*WRITTEN TASK*. Collect each line below that contains the string "finger" and copy those lines out in order.

Stored data entries:
********************

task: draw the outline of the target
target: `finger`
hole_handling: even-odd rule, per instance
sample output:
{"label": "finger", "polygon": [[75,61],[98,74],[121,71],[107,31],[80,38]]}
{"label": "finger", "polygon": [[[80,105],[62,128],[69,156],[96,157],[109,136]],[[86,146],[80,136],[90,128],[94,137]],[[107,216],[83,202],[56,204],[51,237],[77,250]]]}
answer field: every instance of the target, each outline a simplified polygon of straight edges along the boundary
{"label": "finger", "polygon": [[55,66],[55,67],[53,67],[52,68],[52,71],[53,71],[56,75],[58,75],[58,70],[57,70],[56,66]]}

********************

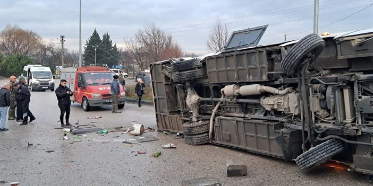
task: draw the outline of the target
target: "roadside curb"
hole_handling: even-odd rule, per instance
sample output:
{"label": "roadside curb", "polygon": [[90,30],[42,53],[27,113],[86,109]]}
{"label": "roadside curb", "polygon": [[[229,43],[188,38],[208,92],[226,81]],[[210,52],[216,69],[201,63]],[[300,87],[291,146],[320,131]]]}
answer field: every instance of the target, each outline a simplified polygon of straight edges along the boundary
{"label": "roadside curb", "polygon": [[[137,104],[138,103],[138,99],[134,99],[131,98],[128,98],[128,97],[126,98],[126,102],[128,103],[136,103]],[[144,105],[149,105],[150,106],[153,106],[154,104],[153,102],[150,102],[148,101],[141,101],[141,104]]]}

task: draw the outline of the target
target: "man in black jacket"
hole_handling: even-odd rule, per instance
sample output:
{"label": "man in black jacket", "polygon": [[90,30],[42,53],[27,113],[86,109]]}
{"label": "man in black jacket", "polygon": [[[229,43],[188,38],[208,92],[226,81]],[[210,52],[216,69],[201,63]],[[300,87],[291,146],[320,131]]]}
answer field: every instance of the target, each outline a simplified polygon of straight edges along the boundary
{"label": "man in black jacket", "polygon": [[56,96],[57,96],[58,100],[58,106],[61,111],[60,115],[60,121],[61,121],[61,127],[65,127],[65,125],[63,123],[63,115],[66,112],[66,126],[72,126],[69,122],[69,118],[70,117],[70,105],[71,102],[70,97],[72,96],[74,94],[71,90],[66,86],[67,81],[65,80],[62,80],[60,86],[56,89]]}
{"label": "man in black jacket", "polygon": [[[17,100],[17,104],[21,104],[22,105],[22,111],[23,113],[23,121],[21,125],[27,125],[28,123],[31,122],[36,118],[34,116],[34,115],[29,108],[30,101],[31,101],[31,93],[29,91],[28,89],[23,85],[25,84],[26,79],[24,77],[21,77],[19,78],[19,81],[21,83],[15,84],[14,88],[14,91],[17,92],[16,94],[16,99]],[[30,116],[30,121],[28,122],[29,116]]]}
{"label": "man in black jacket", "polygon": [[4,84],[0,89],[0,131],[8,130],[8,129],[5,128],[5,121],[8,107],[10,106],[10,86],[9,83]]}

********************

*WORKED ANSWER*.
target: `finger`
{"label": "finger", "polygon": [[75,61],[98,74],[121,71],[107,31],[80,38]]}
{"label": "finger", "polygon": [[[80,105],[62,128],[69,156],[96,157],[109,136]],[[86,146],[80,136],[90,128],[94,137]],[[107,216],[83,202],[56,204],[51,237],[77,250]]]}
{"label": "finger", "polygon": [[55,66],[55,67],[53,67],[52,68],[52,71],[53,71],[56,75],[58,75],[58,70],[57,70],[56,66]]}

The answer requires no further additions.